EXTRAIT DU TEXTE
Cependant les Arabes furent repoussés à plusieurs reprises, et le courage de quelques chefs vengeait le pays de tous les maux dont ils l'accablaient. Mais ces succès étaient incomplets; lorsqu'une tribu était détruite, d'autres tribus plus formidables accouraient

(*) Jean, patr., pag. 217.

du désert, aussi nombreuses que les nuées de sauterelles qui ravagent annuellement les rives de l'Euphrate. Plusieurs siècles se passèrent dans cette lutte incertaine et sanglante, jusqu'à ce que les Arabes fussent chassés à leur tour par les Mongols et les Turcs. Les Arméniens se trouvaient dans un état semblable à celui qui signala la durée de la domination des Perses: les Arabes les avaient remplacés. Contraints de se jeter dans les bras des Grecs, ils trouvaient en eux des oppresseurs plutôt que des auxiliaires. Si quelque émir leur offrait des propositions de paix, et si par lassitude ou découragement ils les acceptaient, les représailles des Grecs étaient terribles; comme aussi les musulmans tiraient une affreuse vengeance de la moindre défection qui ralliait les Arméniens à l'empire d'Orient.

Au milieu de ces désastres, la famille des Pagratides s'élevait sur les ruines de l'aristocratie, et jetait les fondements d'une puissance qui servit à défendre les derniers restes de la nationalité.

Si nous consultons les historiens de l'époque, et surtout Jean VI, nous verrons avec consolation que la foi religieuse ne cessait d'enfanter des actes héroïques de sacrifice et de dévouement. Boukaï, dit-il, opprime de nouveau la province, où se répandent ses coureurs qui passent au fil de l'épée tous les hommes armés, et traînent attachés par des cordes le petit nombre de ceux qu'ils mènent au tyran. Ils sont réunis à ceux qu'on avait amenés de Daron et du Vasbouragan. Les plus beaux d'entre eux sont mis à part et enfermés, dans l'espoir qu'ils se soumettraient à la loi de Mahomet. Le reste périt par le fer.

JEU DE DONNÉES
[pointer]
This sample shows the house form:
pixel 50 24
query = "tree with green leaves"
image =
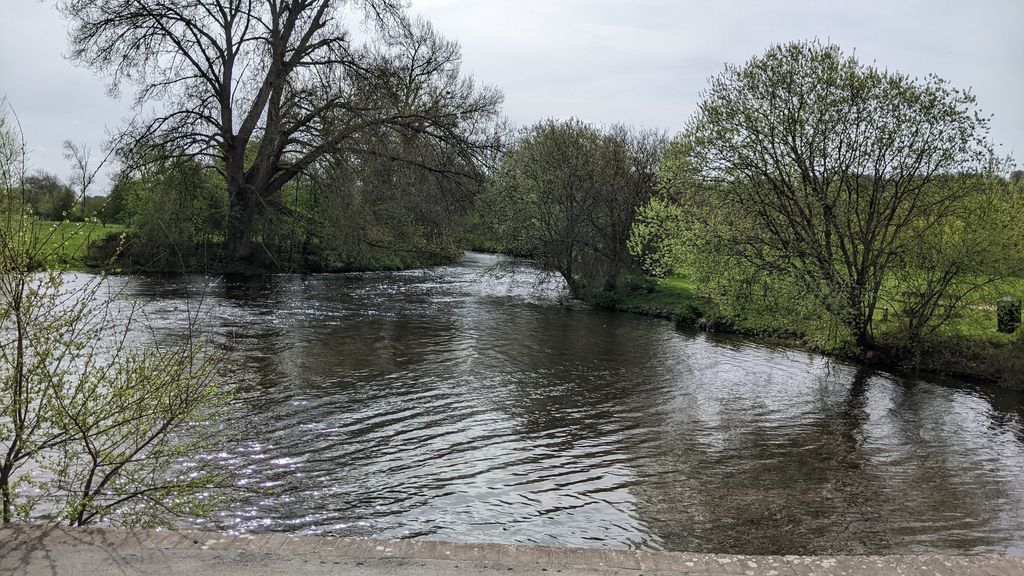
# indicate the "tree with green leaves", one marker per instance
pixel 98 419
pixel 566 194
pixel 807 163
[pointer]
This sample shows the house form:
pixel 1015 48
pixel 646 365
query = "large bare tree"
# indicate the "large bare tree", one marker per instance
pixel 264 89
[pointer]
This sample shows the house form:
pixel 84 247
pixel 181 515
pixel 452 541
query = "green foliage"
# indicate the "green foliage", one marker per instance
pixel 97 420
pixel 47 196
pixel 806 180
pixel 173 209
pixel 566 195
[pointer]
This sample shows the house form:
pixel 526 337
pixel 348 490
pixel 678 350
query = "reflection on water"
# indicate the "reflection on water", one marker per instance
pixel 451 404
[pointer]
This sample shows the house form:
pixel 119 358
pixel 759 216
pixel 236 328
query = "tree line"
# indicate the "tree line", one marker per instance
pixel 809 192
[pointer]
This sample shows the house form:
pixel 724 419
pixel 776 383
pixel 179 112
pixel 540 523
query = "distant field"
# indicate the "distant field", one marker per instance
pixel 67 243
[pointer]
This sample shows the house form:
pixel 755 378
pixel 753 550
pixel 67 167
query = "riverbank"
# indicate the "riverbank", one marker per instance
pixel 56 550
pixel 971 353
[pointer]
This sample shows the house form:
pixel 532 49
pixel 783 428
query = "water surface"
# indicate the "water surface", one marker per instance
pixel 454 404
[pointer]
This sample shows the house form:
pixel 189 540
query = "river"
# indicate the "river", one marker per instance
pixel 457 403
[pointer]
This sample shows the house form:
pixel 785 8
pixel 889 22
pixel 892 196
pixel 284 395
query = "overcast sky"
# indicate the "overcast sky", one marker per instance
pixel 640 62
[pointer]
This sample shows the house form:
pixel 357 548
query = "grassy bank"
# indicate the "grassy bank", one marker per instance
pixel 968 346
pixel 66 244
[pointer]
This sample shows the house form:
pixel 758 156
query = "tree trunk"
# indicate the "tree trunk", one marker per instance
pixel 241 219
pixel 6 495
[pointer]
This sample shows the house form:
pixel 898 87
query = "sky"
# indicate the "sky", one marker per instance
pixel 635 62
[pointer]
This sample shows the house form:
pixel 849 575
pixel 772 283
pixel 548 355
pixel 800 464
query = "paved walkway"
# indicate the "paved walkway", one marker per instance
pixel 53 550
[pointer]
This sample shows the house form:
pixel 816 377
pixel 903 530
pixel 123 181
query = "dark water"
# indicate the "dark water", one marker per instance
pixel 450 404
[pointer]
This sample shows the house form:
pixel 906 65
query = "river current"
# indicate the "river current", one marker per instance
pixel 469 403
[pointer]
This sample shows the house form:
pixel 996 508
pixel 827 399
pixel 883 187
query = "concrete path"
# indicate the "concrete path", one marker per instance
pixel 53 550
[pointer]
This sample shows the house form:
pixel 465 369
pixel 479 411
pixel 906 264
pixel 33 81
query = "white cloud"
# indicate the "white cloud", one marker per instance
pixel 603 60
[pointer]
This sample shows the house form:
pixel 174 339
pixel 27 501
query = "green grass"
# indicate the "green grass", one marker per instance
pixel 667 297
pixel 67 243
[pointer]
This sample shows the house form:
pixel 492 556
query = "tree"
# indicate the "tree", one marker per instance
pixel 566 195
pixel 266 90
pixel 806 162
pixel 49 198
pixel 96 417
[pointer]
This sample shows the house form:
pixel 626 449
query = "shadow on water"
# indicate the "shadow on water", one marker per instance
pixel 456 404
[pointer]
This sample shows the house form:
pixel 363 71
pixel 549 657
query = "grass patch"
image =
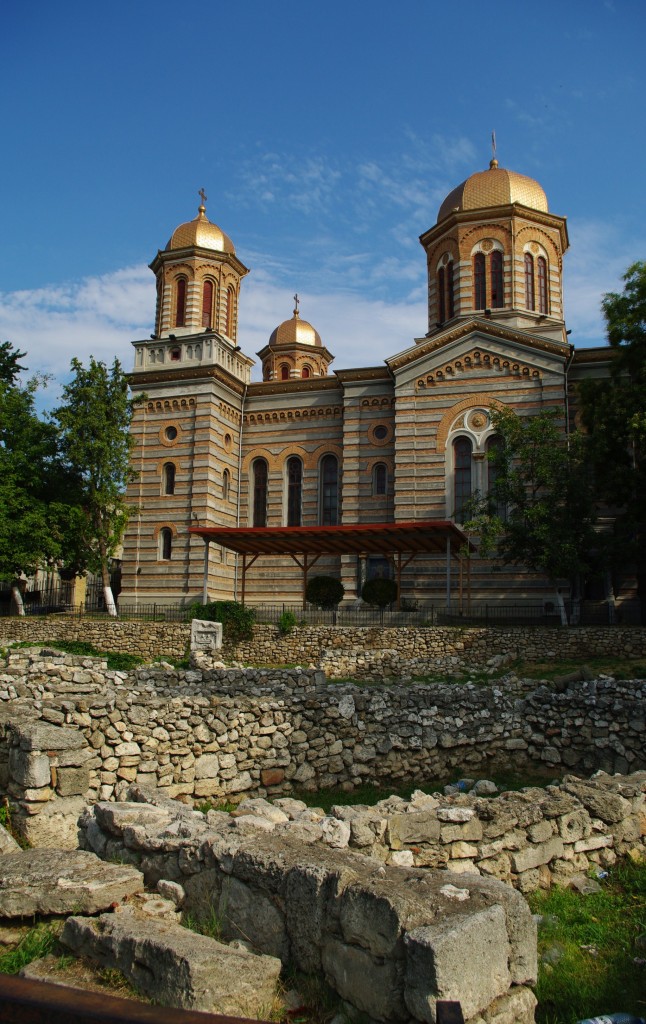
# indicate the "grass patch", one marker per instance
pixel 117 662
pixel 593 970
pixel 38 942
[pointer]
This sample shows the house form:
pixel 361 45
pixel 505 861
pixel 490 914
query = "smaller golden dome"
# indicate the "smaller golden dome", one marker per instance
pixel 295 332
pixel 497 186
pixel 201 232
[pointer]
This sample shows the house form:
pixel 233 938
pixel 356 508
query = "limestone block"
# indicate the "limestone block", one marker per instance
pixel 374 987
pixel 248 914
pixel 175 966
pixel 207 766
pixel 29 769
pixel 62 882
pixel 542 853
pixel 462 957
pixel 413 828
pixel 73 781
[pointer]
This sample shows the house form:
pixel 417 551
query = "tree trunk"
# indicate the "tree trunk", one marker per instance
pixel 561 606
pixel 17 605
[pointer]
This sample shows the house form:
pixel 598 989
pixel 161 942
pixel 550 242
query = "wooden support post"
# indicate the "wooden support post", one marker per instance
pixel 205 581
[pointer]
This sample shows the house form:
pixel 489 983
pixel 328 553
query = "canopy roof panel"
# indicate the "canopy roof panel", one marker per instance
pixel 364 539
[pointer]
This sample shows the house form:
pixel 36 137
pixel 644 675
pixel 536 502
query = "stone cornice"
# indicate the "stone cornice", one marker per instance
pixel 483 327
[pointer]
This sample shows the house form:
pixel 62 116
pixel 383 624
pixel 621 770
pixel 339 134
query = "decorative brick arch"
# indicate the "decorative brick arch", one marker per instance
pixel 485 400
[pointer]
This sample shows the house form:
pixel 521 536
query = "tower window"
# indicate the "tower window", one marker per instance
pixel 498 291
pixel 329 491
pixel 544 306
pixel 166 544
pixel 479 282
pixel 168 478
pixel 463 452
pixel 529 290
pixel 380 478
pixel 294 491
pixel 207 304
pixel 260 493
pixel 180 307
pixel 230 303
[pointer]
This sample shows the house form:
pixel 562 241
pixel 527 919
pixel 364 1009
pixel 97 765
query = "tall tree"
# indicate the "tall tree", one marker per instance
pixel 540 512
pixel 31 482
pixel 613 412
pixel 93 429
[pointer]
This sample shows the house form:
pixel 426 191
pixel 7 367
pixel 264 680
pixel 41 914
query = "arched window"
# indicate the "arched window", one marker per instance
pixel 498 290
pixel 493 446
pixel 329 491
pixel 380 478
pixel 449 290
pixel 230 305
pixel 207 304
pixel 463 452
pixel 479 282
pixel 260 493
pixel 294 491
pixel 544 306
pixel 168 478
pixel 529 290
pixel 180 305
pixel 166 543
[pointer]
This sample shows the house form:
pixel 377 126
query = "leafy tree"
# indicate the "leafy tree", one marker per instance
pixel 613 412
pixel 380 591
pixel 325 592
pixel 540 512
pixel 32 482
pixel 95 444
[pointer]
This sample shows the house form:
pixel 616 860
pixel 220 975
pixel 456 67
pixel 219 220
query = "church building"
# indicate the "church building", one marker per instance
pixel 404 441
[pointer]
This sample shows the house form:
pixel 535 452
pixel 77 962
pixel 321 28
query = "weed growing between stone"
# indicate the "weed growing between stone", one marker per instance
pixel 38 942
pixel 590 948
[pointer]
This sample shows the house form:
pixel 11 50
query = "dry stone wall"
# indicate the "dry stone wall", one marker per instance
pixel 71 731
pixel 345 651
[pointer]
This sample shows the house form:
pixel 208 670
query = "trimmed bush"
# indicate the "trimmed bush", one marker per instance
pixel 238 622
pixel 325 592
pixel 380 591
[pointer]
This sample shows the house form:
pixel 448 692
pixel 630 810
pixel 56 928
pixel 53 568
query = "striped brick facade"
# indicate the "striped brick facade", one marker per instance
pixel 402 417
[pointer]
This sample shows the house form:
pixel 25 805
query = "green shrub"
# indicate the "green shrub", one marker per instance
pixel 287 623
pixel 380 592
pixel 325 592
pixel 238 622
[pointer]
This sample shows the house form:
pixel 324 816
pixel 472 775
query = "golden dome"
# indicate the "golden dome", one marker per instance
pixel 295 332
pixel 493 187
pixel 201 232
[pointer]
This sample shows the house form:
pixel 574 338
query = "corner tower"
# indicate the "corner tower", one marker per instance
pixel 497 252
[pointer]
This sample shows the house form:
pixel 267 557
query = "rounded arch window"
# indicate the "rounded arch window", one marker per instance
pixel 380 478
pixel 180 302
pixel 294 491
pixel 329 491
pixel 260 472
pixel 166 544
pixel 168 478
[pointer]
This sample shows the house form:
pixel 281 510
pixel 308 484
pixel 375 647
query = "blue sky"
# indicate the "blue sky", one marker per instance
pixel 326 136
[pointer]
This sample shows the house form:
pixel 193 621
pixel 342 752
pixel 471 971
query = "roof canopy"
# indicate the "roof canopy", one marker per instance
pixel 306 544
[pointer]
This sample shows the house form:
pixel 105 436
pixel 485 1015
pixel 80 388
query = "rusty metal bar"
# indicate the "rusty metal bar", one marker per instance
pixel 27 1001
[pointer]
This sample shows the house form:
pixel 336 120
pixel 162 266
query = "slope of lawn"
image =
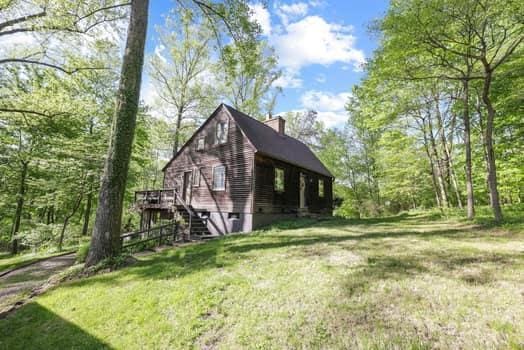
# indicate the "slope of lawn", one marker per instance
pixel 413 281
pixel 9 261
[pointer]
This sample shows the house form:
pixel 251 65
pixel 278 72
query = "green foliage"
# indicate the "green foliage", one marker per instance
pixel 300 284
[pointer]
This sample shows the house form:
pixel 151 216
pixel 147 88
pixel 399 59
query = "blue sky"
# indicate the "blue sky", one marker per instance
pixel 320 45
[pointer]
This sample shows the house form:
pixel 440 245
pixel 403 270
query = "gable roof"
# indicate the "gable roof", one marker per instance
pixel 268 141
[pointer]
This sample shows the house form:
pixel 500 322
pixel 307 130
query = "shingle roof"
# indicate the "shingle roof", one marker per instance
pixel 268 141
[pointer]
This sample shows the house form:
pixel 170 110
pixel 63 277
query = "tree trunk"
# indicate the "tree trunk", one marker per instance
pixel 432 166
pixel 66 221
pixel 467 144
pixel 19 206
pixel 87 211
pixel 438 166
pixel 176 142
pixel 105 242
pixel 490 152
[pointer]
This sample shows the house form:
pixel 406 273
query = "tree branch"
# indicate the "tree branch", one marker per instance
pixel 49 65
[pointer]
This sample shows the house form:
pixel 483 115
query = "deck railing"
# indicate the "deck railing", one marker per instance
pixel 161 198
pixel 169 232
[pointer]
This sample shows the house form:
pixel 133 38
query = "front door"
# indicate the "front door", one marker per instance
pixel 186 190
pixel 302 191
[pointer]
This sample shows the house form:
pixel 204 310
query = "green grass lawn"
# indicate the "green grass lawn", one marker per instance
pixel 10 261
pixel 411 281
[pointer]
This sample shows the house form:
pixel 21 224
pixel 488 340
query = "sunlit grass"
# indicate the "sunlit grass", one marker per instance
pixel 412 281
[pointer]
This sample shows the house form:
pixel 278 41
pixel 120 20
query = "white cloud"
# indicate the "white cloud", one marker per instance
pixel 288 79
pixel 332 119
pixel 312 40
pixel 296 9
pixel 321 100
pixel 330 107
pixel 321 78
pixel 262 17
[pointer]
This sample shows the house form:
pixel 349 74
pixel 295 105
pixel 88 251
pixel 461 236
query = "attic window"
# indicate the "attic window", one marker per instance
pixel 279 180
pixel 219 178
pixel 196 177
pixel 233 216
pixel 200 144
pixel 221 133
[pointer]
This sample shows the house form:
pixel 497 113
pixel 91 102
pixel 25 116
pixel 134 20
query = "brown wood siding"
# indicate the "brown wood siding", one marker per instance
pixel 267 200
pixel 236 155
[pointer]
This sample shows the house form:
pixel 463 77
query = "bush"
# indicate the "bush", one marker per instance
pixel 81 253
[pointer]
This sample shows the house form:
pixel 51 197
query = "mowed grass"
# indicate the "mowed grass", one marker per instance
pixel 411 281
pixel 9 261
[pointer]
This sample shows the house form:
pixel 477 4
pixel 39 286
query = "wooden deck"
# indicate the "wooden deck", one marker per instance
pixel 155 199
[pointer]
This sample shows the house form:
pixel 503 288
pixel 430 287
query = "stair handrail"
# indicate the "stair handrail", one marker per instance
pixel 183 202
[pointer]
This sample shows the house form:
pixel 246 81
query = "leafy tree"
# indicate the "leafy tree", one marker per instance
pixel 183 73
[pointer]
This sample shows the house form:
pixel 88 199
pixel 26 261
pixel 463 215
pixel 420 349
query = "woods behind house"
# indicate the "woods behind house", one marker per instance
pixel 436 122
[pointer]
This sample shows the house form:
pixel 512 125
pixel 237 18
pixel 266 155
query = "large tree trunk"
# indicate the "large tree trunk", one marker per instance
pixel 106 233
pixel 176 142
pixel 19 206
pixel 467 144
pixel 87 211
pixel 432 166
pixel 490 153
pixel 448 157
pixel 438 166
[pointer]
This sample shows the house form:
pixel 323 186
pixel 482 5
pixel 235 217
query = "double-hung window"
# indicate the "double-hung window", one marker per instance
pixel 219 178
pixel 221 132
pixel 279 180
pixel 200 144
pixel 196 177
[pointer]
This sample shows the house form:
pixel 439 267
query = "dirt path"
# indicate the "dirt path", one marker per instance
pixel 25 279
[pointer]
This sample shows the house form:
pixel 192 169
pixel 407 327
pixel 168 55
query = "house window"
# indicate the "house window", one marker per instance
pixel 196 177
pixel 219 178
pixel 200 144
pixel 279 179
pixel 221 133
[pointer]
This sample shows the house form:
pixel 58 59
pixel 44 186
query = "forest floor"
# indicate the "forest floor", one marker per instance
pixel 20 282
pixel 409 281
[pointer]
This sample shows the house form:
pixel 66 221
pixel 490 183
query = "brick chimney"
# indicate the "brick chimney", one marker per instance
pixel 277 123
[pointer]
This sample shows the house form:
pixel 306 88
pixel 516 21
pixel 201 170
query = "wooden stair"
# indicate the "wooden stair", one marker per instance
pixel 198 227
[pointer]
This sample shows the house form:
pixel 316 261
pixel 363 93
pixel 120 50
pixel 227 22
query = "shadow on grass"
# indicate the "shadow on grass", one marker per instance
pixel 47 331
pixel 231 250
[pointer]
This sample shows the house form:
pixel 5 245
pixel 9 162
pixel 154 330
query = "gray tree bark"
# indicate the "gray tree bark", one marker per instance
pixel 490 152
pixel 467 144
pixel 105 241
pixel 20 197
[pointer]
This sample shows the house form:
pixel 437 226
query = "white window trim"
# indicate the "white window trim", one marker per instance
pixel 201 138
pixel 226 122
pixel 213 178
pixel 196 171
pixel 283 180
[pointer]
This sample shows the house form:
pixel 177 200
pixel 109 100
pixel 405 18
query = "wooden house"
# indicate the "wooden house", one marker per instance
pixel 237 173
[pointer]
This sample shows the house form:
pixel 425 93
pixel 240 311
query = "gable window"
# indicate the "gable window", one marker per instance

CONSIGNE
Reprenez l'extrait sur les Arméniens sous la domination arabe et poursuivez-le à partir de sa dernière phrase. Le matériel est à part et n'a aucun lien avec l'extrait.

RÉPONSE
Boukai les interrogea, en les priant de renier le Christ et de se convertir à sa foi. Par une folie belle et toute chrétienne, ils persistent dans leur croyance, aimant mieux aller se réunir au Christ que de jouir ici-bas dans le péché. Ils montrèrent clairement que les misères du temps ne peuvent étre mises en parallèle avec les gloires

de la vie future. Le tyran a recours aux supplices; il les charge de fers et les presse par ses discours, par les coups et par la faim, espérant que la frayeur des tortures les ferait consentir à ses désirs. Mais ils supportent avec courage les tourments, la question et les coups. Tout leur corps est mis en lambeaux, et cependant, comme s'ils ne comptaient pour rien ces épreuves, ils marchent fermement à la mort, car ils étaient fortifiés par l'eau vivifiante qui jaillit des flancs du Christ, et qui les arrosait. Quand le tyran vit leur constante résolution de mourir pour le Christ, il fit peser sur eux tout le poids de sa colère, comme une bête féroce. Il ordonne de les livrer au feu, non pas soudainement, mais il les tourmente avec lenteur comme une brebis que l'on traîne à l'abattoir. Contre son attente, remplis d'une espérance divine, ils ne passent point du bien au mal, mais du mal au bien; et, après avoir souffert patiemment leurs tortures, ils deviennent participants des biens des confesseurs du Christ qui les couronne dans leur mort.

Il y avait parmi eux six compagnons dont le chef portait le nom d'Adam, du district d'Alpag, du bourg d'Orsiran. Comme ils étaient d'une belle figure, habiles à manier les armes, on ne les tua point avec les autres, dans l'espoir de les faire tomber dans quelque déception. On leur offrit de riches présents, et des trésors d'or et d'argent, avec la promesse de leur donner des villages et d'autres propriétés, puis des dignités à la cour de l'émirabied. Mais ils se montrèrent insensibles à ces offres; et, comme de généreux martyrs, ils raniment leur foi dans le Christ, préférant la mort à la vie.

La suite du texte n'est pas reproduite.